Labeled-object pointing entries
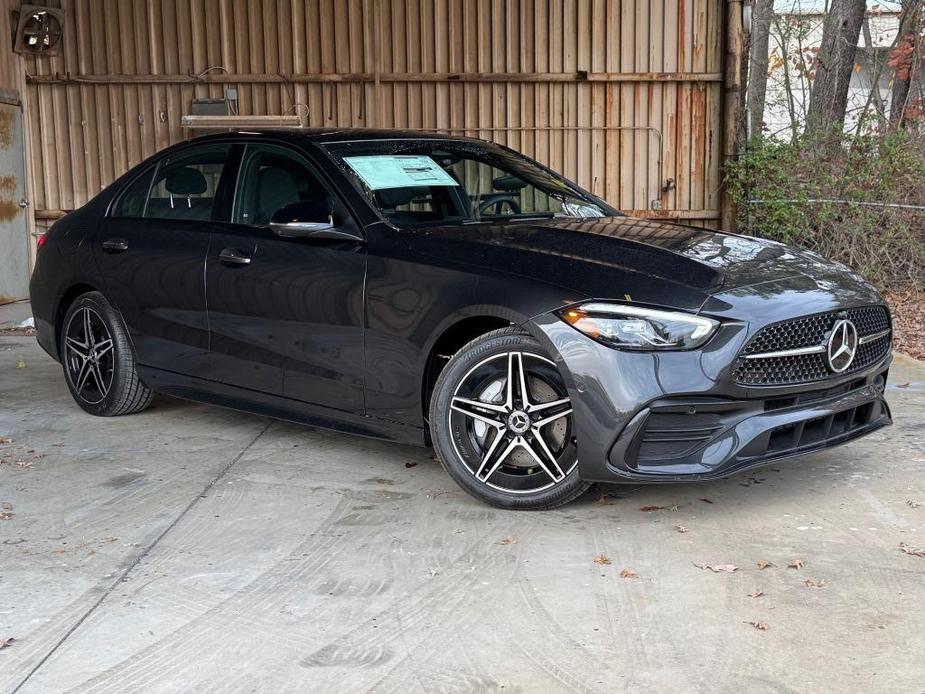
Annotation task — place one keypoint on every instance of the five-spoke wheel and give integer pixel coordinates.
(501, 421)
(88, 355)
(99, 364)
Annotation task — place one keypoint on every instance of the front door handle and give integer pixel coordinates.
(115, 245)
(234, 257)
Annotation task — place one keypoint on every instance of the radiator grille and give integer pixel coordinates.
(810, 331)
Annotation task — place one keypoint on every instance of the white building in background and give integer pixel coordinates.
(796, 34)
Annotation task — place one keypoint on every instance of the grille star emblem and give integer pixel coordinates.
(842, 346)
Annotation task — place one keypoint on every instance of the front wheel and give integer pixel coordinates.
(501, 423)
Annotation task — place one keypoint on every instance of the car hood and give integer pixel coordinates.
(640, 260)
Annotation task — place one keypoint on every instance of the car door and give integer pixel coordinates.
(286, 314)
(151, 250)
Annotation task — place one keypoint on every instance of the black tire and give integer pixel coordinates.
(498, 456)
(100, 371)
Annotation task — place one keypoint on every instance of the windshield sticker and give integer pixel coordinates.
(399, 171)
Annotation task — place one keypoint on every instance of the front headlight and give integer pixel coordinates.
(637, 328)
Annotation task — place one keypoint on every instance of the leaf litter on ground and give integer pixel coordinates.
(718, 568)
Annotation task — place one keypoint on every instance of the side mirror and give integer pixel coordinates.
(301, 219)
(309, 220)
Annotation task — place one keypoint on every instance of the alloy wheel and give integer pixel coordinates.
(511, 423)
(89, 355)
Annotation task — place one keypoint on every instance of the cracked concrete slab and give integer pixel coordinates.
(190, 548)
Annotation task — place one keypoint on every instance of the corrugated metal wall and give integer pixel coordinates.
(623, 96)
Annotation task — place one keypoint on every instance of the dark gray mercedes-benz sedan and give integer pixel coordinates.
(450, 292)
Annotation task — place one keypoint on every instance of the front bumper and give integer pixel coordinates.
(681, 416)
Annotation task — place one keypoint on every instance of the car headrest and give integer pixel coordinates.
(186, 181)
(276, 188)
(393, 197)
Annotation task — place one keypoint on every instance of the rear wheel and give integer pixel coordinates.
(501, 423)
(98, 361)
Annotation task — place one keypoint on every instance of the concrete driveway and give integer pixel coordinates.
(194, 549)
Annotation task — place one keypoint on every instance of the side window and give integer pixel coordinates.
(271, 179)
(186, 184)
(132, 201)
(181, 187)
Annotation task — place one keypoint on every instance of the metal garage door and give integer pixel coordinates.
(14, 258)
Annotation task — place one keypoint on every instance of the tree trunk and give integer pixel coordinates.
(828, 99)
(758, 65)
(909, 26)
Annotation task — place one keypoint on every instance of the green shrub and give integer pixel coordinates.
(831, 199)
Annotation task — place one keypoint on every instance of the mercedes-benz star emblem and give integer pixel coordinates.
(518, 422)
(843, 345)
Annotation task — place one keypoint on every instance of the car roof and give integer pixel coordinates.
(322, 135)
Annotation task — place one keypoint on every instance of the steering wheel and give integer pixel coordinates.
(497, 201)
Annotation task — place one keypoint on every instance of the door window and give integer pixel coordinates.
(184, 186)
(273, 178)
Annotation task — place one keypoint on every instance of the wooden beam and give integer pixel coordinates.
(372, 77)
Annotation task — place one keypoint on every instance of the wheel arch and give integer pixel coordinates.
(68, 297)
(449, 340)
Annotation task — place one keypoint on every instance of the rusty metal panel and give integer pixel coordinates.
(623, 96)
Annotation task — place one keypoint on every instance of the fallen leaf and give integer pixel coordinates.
(914, 551)
(718, 568)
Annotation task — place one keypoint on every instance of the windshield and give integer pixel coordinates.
(430, 182)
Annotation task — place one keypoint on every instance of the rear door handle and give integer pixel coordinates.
(234, 257)
(115, 245)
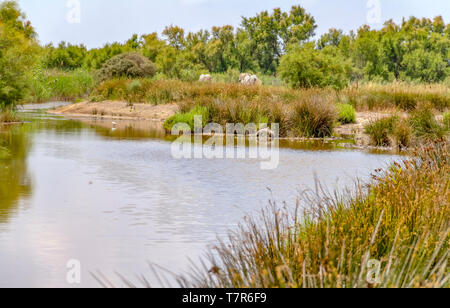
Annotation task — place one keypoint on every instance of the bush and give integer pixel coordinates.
(346, 113)
(425, 124)
(381, 130)
(313, 118)
(18, 52)
(131, 65)
(8, 115)
(188, 118)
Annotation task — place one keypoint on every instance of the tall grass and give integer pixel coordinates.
(8, 115)
(399, 222)
(397, 95)
(313, 118)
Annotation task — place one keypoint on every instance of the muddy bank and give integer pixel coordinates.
(118, 110)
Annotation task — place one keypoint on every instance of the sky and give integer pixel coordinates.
(103, 21)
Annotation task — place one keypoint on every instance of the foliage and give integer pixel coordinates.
(130, 65)
(424, 123)
(380, 131)
(58, 85)
(346, 113)
(18, 49)
(278, 42)
(307, 67)
(188, 118)
(313, 118)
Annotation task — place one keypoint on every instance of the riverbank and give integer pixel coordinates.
(118, 110)
(121, 110)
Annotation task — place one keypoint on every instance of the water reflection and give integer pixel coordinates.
(15, 181)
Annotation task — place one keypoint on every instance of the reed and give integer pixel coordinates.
(393, 233)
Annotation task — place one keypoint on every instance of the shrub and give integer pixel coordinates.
(314, 118)
(346, 113)
(188, 118)
(131, 65)
(381, 130)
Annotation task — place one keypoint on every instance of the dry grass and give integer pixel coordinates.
(300, 113)
(402, 220)
(8, 116)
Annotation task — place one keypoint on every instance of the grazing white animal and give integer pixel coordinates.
(205, 78)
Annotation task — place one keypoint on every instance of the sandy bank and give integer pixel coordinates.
(118, 110)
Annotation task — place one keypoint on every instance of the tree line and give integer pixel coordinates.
(276, 43)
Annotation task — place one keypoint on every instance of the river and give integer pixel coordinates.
(112, 196)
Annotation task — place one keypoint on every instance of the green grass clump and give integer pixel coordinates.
(401, 223)
(346, 113)
(424, 123)
(59, 85)
(8, 115)
(446, 120)
(380, 131)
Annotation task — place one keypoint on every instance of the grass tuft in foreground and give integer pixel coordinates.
(8, 115)
(400, 222)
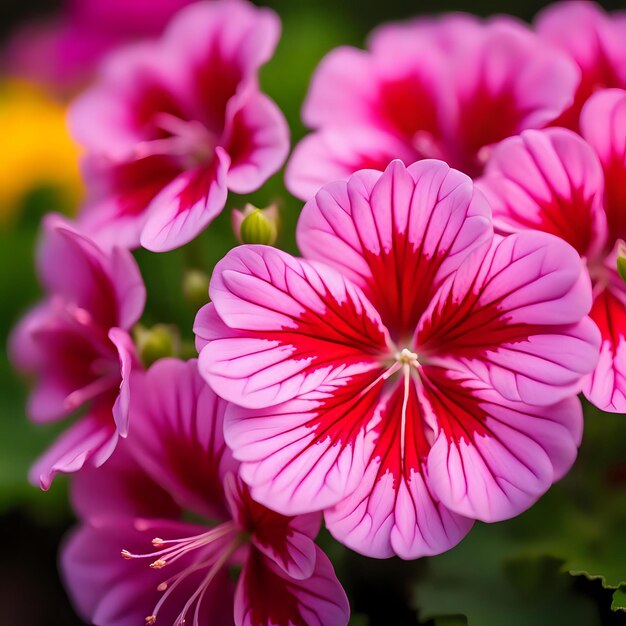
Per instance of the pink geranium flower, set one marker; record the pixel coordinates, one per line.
(410, 374)
(173, 125)
(595, 40)
(553, 180)
(76, 343)
(175, 569)
(65, 53)
(445, 88)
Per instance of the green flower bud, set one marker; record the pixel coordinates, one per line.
(253, 225)
(158, 342)
(196, 287)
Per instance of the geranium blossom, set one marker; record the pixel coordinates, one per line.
(76, 343)
(173, 125)
(554, 181)
(175, 569)
(596, 40)
(410, 374)
(445, 88)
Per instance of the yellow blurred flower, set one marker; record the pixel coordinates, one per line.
(36, 149)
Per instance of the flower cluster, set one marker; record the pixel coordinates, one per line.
(417, 368)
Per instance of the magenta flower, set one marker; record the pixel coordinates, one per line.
(76, 343)
(447, 89)
(410, 374)
(595, 40)
(554, 181)
(64, 54)
(173, 125)
(175, 570)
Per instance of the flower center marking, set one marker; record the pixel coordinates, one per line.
(218, 544)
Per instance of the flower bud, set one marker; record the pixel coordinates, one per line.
(254, 225)
(158, 342)
(196, 287)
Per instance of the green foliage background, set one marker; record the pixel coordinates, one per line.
(548, 567)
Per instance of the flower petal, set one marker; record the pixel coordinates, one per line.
(548, 180)
(308, 453)
(91, 439)
(266, 596)
(493, 458)
(387, 232)
(515, 314)
(603, 125)
(257, 140)
(392, 511)
(294, 325)
(187, 205)
(176, 416)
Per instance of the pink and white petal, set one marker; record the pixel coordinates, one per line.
(92, 439)
(288, 541)
(177, 435)
(106, 589)
(515, 314)
(336, 153)
(493, 458)
(603, 125)
(606, 386)
(295, 324)
(184, 208)
(266, 596)
(257, 141)
(548, 180)
(393, 511)
(415, 224)
(308, 453)
(128, 360)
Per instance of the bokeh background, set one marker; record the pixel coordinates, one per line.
(549, 567)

EXERCISE = Retype each record exactly as it stands, but do not include the pictures.

COMPLETE OUTPUT =
Annotation task — place one keypoint on every instance of the five-spoke wheel and give integer pixel coordinates.
(501, 421)
(88, 355)
(99, 364)
Annotation task — place one keypoint on every instance of the front door handle and give integer pixel coordinates.
(115, 245)
(234, 257)
Annotation task — place one keypoint on every instance of the radiator grille and give integer pixel coordinates.
(810, 331)
Annotation task — place one keypoint on every instance of the white building in background and give integer pixel coordinates.
(796, 34)
Annotation task — place one keypoint on every instance of the grille star emblem and give integer pixel coordinates.
(842, 346)
Annotation task — place one keypoint on every instance of the front wheel and give integer pixel coordinates.
(501, 423)
Annotation task — place one keypoint on every instance of the car hood and give integer pixel coordinates.
(640, 260)
Annotation task — place one keypoint on every instance of the car door and give integer pixel coordinates.
(286, 314)
(151, 250)
Annotation task — place one keypoint on every instance of the black tire and give integer pixel coordinates.
(498, 456)
(100, 371)
Annotation task — place one keypoint on every instance of the windshield sticker and give integer pixel coordinates.
(399, 171)
Annotation task — place one keypoint on every instance of the front headlight and give integer pixel coordinates.
(637, 328)
Annotation task — place one keypoint on every instance of the leaf litter on ground and give integer pixel coordinates.
(718, 568)
Annotation task — place one keypoint on every instance of the side mirror and give integer pixel coordinates.
(301, 219)
(309, 220)
Annotation task — place one keypoint on every instance of the alloy wheel and give integer pixel coordinates.
(511, 423)
(89, 355)
Annotation task — place one keypoint on every instance of the cracked concrete slab and give integer pixel coordinates.
(190, 548)
Annotation task — place one keypoint on every instance of the corrugated metal wall and give integer pixel coordinates.
(623, 96)
Annotation task — place one keypoint on every instance of the dark gray mercedes-benz sedan and give integer pixel coordinates.
(450, 292)
Annotation task — place one keypoint on every instance of the front bumper and give integer pixel coordinates.
(681, 416)
Annotation task — place one keypoint on every instance of the car headrest and give integer pixel coordinates.
(186, 181)
(276, 188)
(393, 197)
Annotation task — place one keypoint on every instance of the rear wheel and give integer pixel coordinates.
(501, 423)
(98, 361)
Annotation task — place one keypoint on every instance of the concrete driveway and give integer pixel coordinates.
(194, 549)
Annotation task — place one keypoint on every instance of the side window and give integer pixel coordinates.
(271, 179)
(186, 184)
(132, 201)
(181, 187)
Annotation task — place one keypoint on every instance of the metal garage door and give integer pixel coordinates.
(14, 258)
Annotation task — place one keypoint on every instance of the tree trunk and give integer pixel coordinates.
(828, 99)
(758, 65)
(909, 26)
Annotation task — place one keypoint on every instance of the green shrub and give integer pixel coordinates.
(831, 199)
Annotation task — place one keypoint on every instance of the mercedes-benz star emblem and give integer pixel coordinates.
(518, 422)
(843, 345)
Annotation task — place one keypoint on every instance of the car roof and give integer pixel coordinates.
(322, 135)
Annotation task — place one keypoint on every instance of the steering wheel and give integer pixel coordinates.
(497, 201)
Annotation task — place one keypoint on every instance of the door window and give integer pixel coordinates.
(184, 186)
(273, 178)
Annotation task — place one keypoint on every instance of the wooden beam and give integer pixel coordinates.
(372, 77)
Annotation task — place one keypoint on every instance of the wheel arch and give integer pixel coordinates.
(68, 297)
(449, 340)
Annotation task — place one keypoint on every instance of the rusty metal panel and give integer pixel coordinates.
(623, 96)
Annotation task — place one keypoint on every instance of the fallen leaf and give integer pixel coordinates.
(914, 551)
(718, 568)
Annotation task — place one keypoint on every instance of the windshield and give integer pixel coordinates.
(430, 182)
Annotation task — place one keypoint on every instance of the rear door handle and give integer pixel coordinates.
(234, 257)
(115, 245)
Annotation task — place one keypoint on every instance of the bush and give integer pixel coordinates.
(346, 113)
(425, 124)
(381, 130)
(313, 118)
(18, 52)
(131, 65)
(8, 115)
(188, 118)
Annotation task — place one keypoint on every instance of the tall grass and give integer pixel coordinates.
(8, 115)
(399, 222)
(397, 95)
(313, 118)
Annotation task — place one keypoint on every instance of the muddy bank and give integer pixel coordinates.
(118, 110)
Annotation task — place one keypoint on every instance of the sky and give integer pixel coordinates.
(103, 21)
Annotation task — place one keypoint on every instance of the foliage and give integer pixel coordinates.
(130, 65)
(424, 123)
(380, 131)
(58, 85)
(346, 113)
(18, 49)
(278, 42)
(307, 67)
(188, 118)
(313, 118)
Annotation task — place one keypoint on every instance of the riverbank and give integer pixel coordinates.
(118, 110)
(121, 110)
Annotation task — place one keypoint on every instance of the water reflection and give integer pixel coordinates.
(15, 181)
Annotation task — place one keypoint on every instance of the reed and give integer pixel coordinates.
(393, 233)
Annotation task — place one keypoint on every instance of the shrub and give integer pixel coordinates.
(314, 118)
(346, 113)
(188, 118)
(131, 65)
(381, 130)
Annotation task — place one keypoint on every instance of the dry grass and give integer pixel coordinates.
(300, 113)
(402, 220)
(8, 116)
Annotation task — place one keypoint on every instance of the grazing white animal and give integer pixel coordinates.
(205, 78)
Annotation task — place one keypoint on every instance of the sandy bank and give integer pixel coordinates.
(118, 110)
Annotation task — place one keypoint on every instance of the tree line and give integer pixel coordinates.
(276, 43)
Annotation task — place one keypoint on every instance of the river and give integer pixel coordinates.
(112, 196)
Annotation task — place one keypoint on every instance of the green grass clump and give integer pixel coordinates.
(401, 223)
(346, 113)
(424, 123)
(59, 85)
(8, 115)
(446, 120)
(380, 131)
Annotation task — place one keypoint on every instance of the grass tuft in foreground and give integer pixel coordinates.
(8, 115)
(400, 222)
Per instance of the pink geranium flower, set one marker; record the pixel coordinates, one per line.
(410, 374)
(173, 125)
(595, 40)
(553, 180)
(76, 343)
(175, 569)
(65, 53)
(445, 88)
Per instance of the green flower bud, set one marker; record the pixel coordinates, one per line.
(253, 225)
(158, 342)
(196, 287)
Per instance of the geranium blossom, set one marker; record the pixel coordinates, one per line.
(76, 343)
(173, 125)
(554, 181)
(175, 569)
(596, 40)
(410, 374)
(445, 88)
Per instance of the yellow blurred flower, set one marker; record the pixel coordinates, one per line.
(36, 149)
Per instance of the flower cluster, set one marker; record the pixel coordinates, one per line.
(417, 368)
Per instance of the magenta flower, set one marker; record the pixel coordinates, one per line.
(76, 343)
(447, 89)
(410, 374)
(595, 40)
(554, 181)
(64, 54)
(173, 125)
(175, 570)
Per instance of the flower center marking, set one marker; record the pixel coordinates, one per line.
(218, 544)
Per instance of the flower bud, set one marker; record the pixel coordinates, one per line.
(254, 225)
(158, 342)
(196, 287)
Per instance of the green foliage background, set one marker; record the pixel coordinates, one per line.
(548, 567)
Per instance of the flower petal, set one marker; record the pixel coordinates, one per line.
(548, 180)
(308, 453)
(91, 439)
(266, 596)
(493, 458)
(387, 232)
(515, 314)
(603, 125)
(257, 140)
(392, 511)
(294, 325)
(187, 205)
(176, 416)
Per instance of the pink and white petal, set one marker; record the pixel coordinates, one per line.
(92, 439)
(288, 541)
(177, 435)
(106, 589)
(515, 314)
(336, 153)
(493, 458)
(603, 125)
(606, 386)
(295, 324)
(184, 208)
(266, 596)
(257, 141)
(548, 180)
(393, 511)
(415, 224)
(308, 453)
(128, 360)
Per instance of the bokeh background, set one marker; record the pixel coordinates, one per line.
(549, 567)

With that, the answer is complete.